Mind uploading – RationalWiki

Posted: June 30, 2016 at 3:35 am

Mind uploading is a science fictional trope and popular desired actualization among transhumanists. It's also one of the hypothesised solutions to bringing people back from cryonics.

It is necessary to separate reasonable extrapolations and speculation about mind uploading from the magical thinking surrounding it. Several metaphysical questions are brought up by the prospect of mind uploading. Like many such questions, these may not be objectively answerable, and philosophers will no doubt continue to debate them long after uploading has become commonplace.

The first major question about the plausibility of mind uploading is more or less falsifiable: whether consciousness is artificially replicable in its entirety. In other words, assuming that consciousness is not magic, and that the brain is the seat of consciousness, does it depend on any special functions or quantum mechanical effects that cannot ever be replicated on another substrate? This question, of course, remains unanswered although, considering the current state of cognitive science, it is not unreasonable to think that consciousness will be found to be replicable in the future.

Assuming that consciousness is proven to be artificially replicable, the second question is whether the "strong AI hypothesis" is justified or not: if a machine accurately replicates consciousness, such that it passes a Turing Test or is otherwise indistinguishable from a natural human being, is the machine really conscious, or is it a soulless mechanism that merely imitates consciousness?

TASK OBJECTIVE
Return the passage of the mind uploading article that opens with the words containing "The first major" and closes with "in the future.", copied word for word.

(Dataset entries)
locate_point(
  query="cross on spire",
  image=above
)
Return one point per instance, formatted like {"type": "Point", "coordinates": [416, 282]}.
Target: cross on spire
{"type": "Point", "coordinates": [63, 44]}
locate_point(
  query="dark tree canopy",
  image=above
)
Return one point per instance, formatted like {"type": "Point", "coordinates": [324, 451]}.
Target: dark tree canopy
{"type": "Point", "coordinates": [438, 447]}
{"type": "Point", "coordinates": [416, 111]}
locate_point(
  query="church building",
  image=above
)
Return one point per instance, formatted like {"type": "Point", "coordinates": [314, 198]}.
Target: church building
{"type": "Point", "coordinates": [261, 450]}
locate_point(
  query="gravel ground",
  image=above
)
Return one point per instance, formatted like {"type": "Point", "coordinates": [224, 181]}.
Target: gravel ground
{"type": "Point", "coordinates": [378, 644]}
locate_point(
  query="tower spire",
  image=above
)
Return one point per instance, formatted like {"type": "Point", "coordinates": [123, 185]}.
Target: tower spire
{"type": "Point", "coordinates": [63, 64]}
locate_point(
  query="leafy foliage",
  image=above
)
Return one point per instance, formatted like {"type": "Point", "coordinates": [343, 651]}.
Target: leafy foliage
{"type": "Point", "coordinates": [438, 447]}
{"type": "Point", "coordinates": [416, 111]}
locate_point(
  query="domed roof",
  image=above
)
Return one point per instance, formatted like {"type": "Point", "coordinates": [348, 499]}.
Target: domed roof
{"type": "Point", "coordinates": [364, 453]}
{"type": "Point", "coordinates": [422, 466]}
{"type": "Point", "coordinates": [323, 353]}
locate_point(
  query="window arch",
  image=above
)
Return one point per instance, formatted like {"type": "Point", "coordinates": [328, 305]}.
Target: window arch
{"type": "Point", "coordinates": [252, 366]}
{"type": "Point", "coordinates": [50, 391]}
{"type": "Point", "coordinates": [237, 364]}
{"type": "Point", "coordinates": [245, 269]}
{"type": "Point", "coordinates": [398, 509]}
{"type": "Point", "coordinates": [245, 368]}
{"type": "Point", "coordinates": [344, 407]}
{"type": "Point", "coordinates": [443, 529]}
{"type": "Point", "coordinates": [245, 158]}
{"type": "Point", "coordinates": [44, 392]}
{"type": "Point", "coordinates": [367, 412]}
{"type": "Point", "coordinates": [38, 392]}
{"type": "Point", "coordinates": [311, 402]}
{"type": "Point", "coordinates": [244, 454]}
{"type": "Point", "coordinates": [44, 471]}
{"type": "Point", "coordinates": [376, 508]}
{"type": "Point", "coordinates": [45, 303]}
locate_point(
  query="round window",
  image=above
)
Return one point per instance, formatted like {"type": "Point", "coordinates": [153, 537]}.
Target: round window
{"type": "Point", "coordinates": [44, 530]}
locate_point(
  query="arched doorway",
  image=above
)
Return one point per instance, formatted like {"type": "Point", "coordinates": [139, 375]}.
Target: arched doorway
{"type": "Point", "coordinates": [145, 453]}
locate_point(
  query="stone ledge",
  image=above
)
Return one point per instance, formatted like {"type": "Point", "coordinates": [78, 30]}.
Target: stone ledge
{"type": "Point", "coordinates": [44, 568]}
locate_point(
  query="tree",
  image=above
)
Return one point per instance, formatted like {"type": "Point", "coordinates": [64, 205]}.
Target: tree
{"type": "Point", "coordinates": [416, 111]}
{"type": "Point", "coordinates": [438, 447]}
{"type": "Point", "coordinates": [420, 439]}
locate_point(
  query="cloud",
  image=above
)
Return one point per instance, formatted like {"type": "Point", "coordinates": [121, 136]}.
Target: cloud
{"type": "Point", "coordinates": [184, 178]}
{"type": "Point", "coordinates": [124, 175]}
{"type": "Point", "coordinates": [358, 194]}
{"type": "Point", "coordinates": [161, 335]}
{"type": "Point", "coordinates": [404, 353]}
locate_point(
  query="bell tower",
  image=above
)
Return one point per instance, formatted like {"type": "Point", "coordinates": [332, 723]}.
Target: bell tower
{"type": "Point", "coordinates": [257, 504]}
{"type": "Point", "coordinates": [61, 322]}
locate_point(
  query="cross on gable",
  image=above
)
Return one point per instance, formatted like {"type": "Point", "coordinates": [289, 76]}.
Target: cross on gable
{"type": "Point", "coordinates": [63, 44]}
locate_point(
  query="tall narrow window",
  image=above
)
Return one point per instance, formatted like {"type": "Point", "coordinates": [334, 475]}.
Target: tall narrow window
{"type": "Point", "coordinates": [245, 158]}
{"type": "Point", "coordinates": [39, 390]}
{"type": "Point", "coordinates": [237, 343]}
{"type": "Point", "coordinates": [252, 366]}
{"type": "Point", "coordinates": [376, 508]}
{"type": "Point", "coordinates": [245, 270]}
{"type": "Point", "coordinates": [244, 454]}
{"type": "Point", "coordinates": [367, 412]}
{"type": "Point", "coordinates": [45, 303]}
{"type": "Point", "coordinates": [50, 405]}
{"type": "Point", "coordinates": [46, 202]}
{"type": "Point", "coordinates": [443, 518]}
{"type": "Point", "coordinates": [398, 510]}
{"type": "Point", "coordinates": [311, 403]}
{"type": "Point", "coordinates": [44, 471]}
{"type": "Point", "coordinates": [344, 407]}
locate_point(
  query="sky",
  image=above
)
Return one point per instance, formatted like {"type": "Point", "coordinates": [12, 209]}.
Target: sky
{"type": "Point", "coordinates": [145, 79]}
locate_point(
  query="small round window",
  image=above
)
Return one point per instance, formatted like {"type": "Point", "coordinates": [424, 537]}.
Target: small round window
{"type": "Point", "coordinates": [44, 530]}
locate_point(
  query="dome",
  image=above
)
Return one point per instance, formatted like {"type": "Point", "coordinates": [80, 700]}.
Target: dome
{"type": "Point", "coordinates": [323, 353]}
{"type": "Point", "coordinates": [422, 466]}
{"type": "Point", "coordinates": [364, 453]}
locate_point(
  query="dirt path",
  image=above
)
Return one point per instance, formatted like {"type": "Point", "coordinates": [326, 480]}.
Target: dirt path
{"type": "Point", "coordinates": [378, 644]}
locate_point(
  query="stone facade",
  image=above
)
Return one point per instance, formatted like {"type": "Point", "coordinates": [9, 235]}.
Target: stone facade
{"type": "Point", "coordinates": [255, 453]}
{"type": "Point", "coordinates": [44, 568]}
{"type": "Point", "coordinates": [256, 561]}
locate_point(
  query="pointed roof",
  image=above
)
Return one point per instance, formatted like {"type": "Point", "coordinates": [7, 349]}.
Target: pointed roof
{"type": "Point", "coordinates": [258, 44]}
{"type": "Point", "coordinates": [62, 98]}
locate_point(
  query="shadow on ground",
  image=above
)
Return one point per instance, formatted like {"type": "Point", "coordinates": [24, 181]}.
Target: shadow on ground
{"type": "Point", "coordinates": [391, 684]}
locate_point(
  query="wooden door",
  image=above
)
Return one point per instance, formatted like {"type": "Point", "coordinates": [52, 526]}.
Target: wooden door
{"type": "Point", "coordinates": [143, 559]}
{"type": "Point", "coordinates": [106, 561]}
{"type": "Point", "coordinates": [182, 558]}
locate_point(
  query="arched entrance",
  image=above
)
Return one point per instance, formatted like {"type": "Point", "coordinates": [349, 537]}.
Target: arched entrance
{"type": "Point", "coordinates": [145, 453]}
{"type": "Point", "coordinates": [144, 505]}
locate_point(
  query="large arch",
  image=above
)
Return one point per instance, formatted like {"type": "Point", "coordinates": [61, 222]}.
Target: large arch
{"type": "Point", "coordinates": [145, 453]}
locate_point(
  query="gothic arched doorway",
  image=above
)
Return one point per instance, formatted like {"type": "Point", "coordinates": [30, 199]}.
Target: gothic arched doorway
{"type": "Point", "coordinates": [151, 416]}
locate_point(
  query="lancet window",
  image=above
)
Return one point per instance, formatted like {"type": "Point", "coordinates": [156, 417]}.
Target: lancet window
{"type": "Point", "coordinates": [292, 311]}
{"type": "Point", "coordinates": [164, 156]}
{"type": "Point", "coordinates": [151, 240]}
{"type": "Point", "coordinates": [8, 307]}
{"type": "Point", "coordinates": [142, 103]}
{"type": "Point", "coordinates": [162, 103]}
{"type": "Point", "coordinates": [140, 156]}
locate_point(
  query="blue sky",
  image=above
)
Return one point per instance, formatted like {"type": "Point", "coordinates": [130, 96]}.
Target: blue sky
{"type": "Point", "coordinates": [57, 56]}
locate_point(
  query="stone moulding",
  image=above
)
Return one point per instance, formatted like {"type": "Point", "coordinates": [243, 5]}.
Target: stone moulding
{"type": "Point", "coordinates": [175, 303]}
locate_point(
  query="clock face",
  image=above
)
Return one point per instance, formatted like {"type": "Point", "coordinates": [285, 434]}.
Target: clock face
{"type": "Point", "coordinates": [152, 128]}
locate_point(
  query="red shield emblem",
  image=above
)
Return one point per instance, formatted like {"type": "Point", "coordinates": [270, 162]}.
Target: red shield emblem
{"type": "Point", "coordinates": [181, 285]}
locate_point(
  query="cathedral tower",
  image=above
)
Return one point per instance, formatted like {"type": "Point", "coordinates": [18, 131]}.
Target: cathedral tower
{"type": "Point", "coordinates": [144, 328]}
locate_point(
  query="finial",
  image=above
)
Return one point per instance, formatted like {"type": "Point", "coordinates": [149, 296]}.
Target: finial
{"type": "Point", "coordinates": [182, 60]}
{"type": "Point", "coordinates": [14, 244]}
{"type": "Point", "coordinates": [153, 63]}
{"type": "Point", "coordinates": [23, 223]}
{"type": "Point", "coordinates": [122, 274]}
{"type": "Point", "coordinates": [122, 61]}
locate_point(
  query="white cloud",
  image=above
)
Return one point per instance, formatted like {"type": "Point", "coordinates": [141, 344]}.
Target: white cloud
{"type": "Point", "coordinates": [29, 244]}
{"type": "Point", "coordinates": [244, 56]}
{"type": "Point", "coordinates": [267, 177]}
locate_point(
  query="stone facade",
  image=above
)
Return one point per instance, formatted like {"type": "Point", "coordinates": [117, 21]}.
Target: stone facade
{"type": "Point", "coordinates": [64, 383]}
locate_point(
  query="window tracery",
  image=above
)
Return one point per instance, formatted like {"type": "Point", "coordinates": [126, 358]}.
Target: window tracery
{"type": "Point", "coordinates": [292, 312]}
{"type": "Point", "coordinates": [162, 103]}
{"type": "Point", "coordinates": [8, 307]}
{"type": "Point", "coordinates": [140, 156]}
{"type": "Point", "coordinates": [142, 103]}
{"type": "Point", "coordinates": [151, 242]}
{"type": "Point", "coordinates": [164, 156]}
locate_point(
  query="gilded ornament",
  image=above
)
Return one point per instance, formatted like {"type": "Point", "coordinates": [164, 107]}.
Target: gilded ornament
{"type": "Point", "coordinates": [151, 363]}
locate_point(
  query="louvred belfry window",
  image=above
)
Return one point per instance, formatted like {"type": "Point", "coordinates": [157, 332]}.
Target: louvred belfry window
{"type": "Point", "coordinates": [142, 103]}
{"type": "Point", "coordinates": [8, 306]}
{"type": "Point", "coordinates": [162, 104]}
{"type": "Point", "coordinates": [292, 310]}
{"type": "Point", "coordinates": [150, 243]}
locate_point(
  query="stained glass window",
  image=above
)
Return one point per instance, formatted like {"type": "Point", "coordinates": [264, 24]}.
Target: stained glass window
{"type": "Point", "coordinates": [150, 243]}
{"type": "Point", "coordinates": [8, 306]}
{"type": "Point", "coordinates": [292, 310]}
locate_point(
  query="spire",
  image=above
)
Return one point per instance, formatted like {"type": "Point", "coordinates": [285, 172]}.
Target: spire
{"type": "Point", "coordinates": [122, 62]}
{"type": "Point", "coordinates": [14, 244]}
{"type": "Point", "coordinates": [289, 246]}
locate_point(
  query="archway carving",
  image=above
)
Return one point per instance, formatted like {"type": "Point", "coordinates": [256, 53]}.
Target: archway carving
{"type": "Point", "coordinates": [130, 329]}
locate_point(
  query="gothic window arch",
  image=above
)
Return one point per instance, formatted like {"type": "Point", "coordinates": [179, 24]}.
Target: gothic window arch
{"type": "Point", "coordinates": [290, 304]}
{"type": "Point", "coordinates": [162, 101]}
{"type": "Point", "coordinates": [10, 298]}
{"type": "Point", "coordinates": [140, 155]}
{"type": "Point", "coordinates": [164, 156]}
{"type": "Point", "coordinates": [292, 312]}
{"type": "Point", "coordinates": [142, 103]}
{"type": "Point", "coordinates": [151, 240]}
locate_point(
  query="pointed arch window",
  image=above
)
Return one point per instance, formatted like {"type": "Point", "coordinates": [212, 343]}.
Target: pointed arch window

RESPONSE TO THIS EXERCISE
The first major question about the plausibility of mind uploading is more or less falsifiable: whether consciousness is artificially replicable in its entirety. In other words, assuming that consciousness is not magic, and that the brain is the seat of consciousness, does it depend on any special functions or quantum mechanical effects that cannot ever be replicated on another substrate? This question, of course, remains unanswered although, considering the current state of cognitive science, it is not unreasonable to think that consciousness will be found to be replicable in the future.